▶ [WHAT THE TASK ASKS]
Repeat each record below exactly, dropping the pictures.

(Location labeling records)
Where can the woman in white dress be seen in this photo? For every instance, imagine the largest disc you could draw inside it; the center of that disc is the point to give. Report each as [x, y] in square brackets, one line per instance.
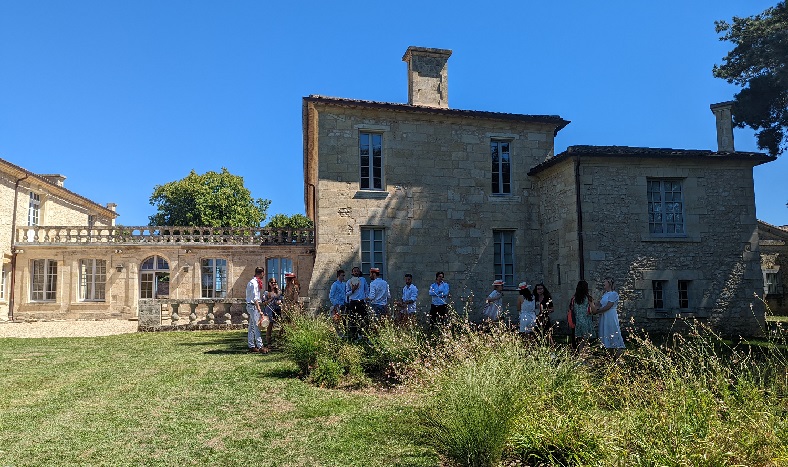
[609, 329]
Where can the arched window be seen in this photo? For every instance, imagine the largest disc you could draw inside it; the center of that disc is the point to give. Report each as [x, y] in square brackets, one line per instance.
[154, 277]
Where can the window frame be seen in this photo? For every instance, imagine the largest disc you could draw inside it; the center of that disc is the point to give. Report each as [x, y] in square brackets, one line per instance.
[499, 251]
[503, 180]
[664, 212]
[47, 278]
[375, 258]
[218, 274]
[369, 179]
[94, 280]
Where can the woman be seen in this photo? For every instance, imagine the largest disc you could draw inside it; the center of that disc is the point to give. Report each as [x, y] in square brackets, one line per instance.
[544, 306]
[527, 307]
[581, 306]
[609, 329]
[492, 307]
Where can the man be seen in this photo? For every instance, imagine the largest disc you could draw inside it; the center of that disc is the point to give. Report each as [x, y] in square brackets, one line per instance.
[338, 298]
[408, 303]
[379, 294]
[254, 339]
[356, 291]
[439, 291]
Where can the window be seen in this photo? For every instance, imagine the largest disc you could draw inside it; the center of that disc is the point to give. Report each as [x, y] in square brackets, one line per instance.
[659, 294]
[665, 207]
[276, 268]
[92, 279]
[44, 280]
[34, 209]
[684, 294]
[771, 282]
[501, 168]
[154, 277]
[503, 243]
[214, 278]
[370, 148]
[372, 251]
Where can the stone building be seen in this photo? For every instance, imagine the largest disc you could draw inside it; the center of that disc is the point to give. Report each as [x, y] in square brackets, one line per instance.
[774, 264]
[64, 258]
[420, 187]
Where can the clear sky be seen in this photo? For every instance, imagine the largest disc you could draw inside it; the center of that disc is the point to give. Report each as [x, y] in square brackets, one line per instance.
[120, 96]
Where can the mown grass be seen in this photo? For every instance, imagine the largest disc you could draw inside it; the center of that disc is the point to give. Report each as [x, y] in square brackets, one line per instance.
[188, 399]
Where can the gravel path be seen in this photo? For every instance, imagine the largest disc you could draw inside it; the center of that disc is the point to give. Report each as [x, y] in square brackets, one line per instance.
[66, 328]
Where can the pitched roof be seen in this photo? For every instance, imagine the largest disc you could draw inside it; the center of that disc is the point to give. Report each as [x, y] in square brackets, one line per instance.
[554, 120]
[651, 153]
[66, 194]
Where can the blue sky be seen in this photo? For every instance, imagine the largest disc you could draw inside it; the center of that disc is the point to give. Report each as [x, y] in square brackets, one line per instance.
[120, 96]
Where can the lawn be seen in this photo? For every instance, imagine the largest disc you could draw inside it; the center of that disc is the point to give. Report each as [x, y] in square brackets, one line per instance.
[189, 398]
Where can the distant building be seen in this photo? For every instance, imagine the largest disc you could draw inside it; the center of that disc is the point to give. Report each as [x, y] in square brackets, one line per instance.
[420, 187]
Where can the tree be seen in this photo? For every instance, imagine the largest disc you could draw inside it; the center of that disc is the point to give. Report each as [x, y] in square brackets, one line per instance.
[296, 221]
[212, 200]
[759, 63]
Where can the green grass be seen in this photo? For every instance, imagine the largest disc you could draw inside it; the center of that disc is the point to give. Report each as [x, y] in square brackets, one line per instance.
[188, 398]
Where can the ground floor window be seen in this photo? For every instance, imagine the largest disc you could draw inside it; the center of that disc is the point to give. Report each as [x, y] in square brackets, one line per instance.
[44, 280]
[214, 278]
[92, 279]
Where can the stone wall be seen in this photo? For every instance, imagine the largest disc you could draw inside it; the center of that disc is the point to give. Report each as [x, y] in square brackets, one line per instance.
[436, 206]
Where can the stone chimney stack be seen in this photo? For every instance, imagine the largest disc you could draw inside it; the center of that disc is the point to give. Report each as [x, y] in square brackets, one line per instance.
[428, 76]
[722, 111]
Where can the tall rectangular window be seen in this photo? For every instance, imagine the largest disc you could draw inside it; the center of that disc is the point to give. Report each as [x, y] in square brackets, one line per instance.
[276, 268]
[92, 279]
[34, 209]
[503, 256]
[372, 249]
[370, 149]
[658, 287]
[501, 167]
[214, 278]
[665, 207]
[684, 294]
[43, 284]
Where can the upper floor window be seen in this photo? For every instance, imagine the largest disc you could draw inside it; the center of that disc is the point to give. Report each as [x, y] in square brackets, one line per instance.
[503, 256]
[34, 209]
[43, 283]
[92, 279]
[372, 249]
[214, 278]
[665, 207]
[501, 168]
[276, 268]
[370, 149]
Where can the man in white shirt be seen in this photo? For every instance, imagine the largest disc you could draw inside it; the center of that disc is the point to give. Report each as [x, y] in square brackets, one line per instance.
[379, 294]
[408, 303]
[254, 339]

▶ [TASK RESPONSE]
Where can the woman in white dress be seen in this photo? For every instance, imagine the largest disc you could draw inside it; the center of that disc is the point to give. Report each as [x, y] in square brackets, one line per instance.
[609, 329]
Where can the arched window be seen in this photo? For every instance, imagine the largest disc you could draw inside it; the center of that disc is the point to give. Report each as [x, y] in square brackets, one line per instance.
[154, 277]
Where can the window frame be seen in this photo? For every instance, imagine the largest disc you could draw inside it; the center of that disc is the point to give. Report each as [x, y] in square brackets, one line per instance.
[499, 251]
[503, 180]
[664, 212]
[47, 278]
[375, 258]
[218, 274]
[369, 179]
[94, 280]
Where can the woman be seen in this photo? For every instance, imagine the largest disc you could draw inside it; the center of that disc is the point to give. Report each as [x, y] in square brackets, one line per instance.
[544, 306]
[527, 307]
[581, 306]
[609, 329]
[492, 307]
Where can the man be seen in this photo? For every instance, imagine the largest disc you could draw inside it; the center of that disc is the point to give. Report each as [x, y] in square brackets, one line per instance.
[338, 298]
[408, 303]
[379, 294]
[254, 339]
[356, 291]
[439, 291]
Where can the window be seen in this photo? For every instance, imagine the largest disc you could draw inside it; the center of that disc is the point to give. Report each as [x, y] in square brackets, one line per instance.
[659, 294]
[665, 207]
[276, 268]
[92, 279]
[44, 280]
[34, 209]
[684, 294]
[771, 282]
[501, 168]
[154, 277]
[503, 243]
[214, 278]
[370, 148]
[372, 251]
Where can the stone building be seen in this photo? For every instance, imagine the largest disc you could draw inside it; the center of that disc is the point to give. Report each as [x, y] in square brackets, one line per instance.
[774, 264]
[64, 258]
[420, 187]
Where can the clear sky be seen in this photo? For every instance, imagine the largest disc you could draw inside it; the center of that disc is the point to give. Report each as [x, y] in square brackets, one line per instance.
[120, 96]
Where can the mown grass be seen in this photo? For every instance, imagine the largest disc you could draw inside it; the center of that disc is the point to give. Report each as [x, y] in square brackets, one line per instance.
[188, 399]
Where can the gravel path be seen in this photo? For every instance, imagine the largest disc you could draw inside it; the center of that disc is the point to give. Report each as [x, y] in square brackets, one line per instance.
[66, 328]
Where can the pitched roof be seen in this photo? For every instance, imagine the largest disc you could draw inside it; the center of that disc is the point to give. Report each as [x, y] in square brackets, one line per instance.
[554, 120]
[651, 153]
[66, 194]
Where can the blue sky be seen in this photo? For every instance, imagine the largest disc you could draw inside it; the center of that disc is the point to give. Report each as [x, y] in square brackets, one line per instance.
[120, 96]
Where can the lawn be seen in this photo? For every instance, imagine the largest disc you could draw inside it; the center of that disc is the point to give. Report each as [x, y] in square brackets, one line per instance.
[189, 398]
Where can the distant building be seen in this photo? For every instance, imagine the largest disc you could draw inside it; the center of that disc is the point to give. Report each as [x, y] in square brackets, one line per instance.
[420, 187]
Where can the tree be seen in this photo? For every instance, imagine the largest disc you could draw inside it; the center of that disc is the point to give. Report each as [x, y] in square brackets, one line per instance.
[296, 221]
[212, 200]
[759, 63]
Where can the green grass be seen in this photo? For every instance, imagine the largest disc you could draw inside it; the center of that disc is the point to give. Report each as [x, y] in square brackets, one line per instance.
[188, 398]
Where can the ground floor window be seen in this photo? For every instance, imagine the largest disc you could draw inside it; the center of that disc is the point to give. Report each as [x, y] in square brackets, one line per instance.
[44, 280]
[214, 278]
[92, 279]
Where can the stone wall be seen in this photo? For every instance, imagine the largest disc you could draw inside it; the center of that disc is the point to give. Report each as [x, y] in square brackets, one line per instance.
[436, 206]
Where can the stone chimney stack be seen in this photo? For every instance, imagine the largest disc you could draw inside it; the center of that disc is the point to give. Report each as [x, y] in square brackets, one line per instance.
[428, 76]
[722, 111]
Where can the tall rectangular window be seen in this photo? For every instance, imagine the largest disc you could draw inside it; the center of that disc is the point to give. Report each as [x, y] in square brackets, one line per instance.
[276, 268]
[92, 279]
[34, 209]
[503, 256]
[372, 249]
[370, 149]
[658, 287]
[501, 167]
[214, 278]
[665, 207]
[684, 294]
[43, 284]
Where can the upper floor window be seen in this photo? For every instance, imagine the largest disc you could draw inside it; the center of that disc is the point to give. Report each as [x, y] in square brackets, one line per instance.
[503, 256]
[34, 209]
[43, 283]
[92, 279]
[372, 249]
[214, 278]
[665, 207]
[501, 168]
[276, 268]
[370, 149]
Where can the man in white shirt be seen in this photo? For every instance, imagine the largest disc you could draw inside it; the center of that disc is the point to give. Report each as [x, y] in square brackets, one line per instance.
[379, 294]
[408, 303]
[254, 339]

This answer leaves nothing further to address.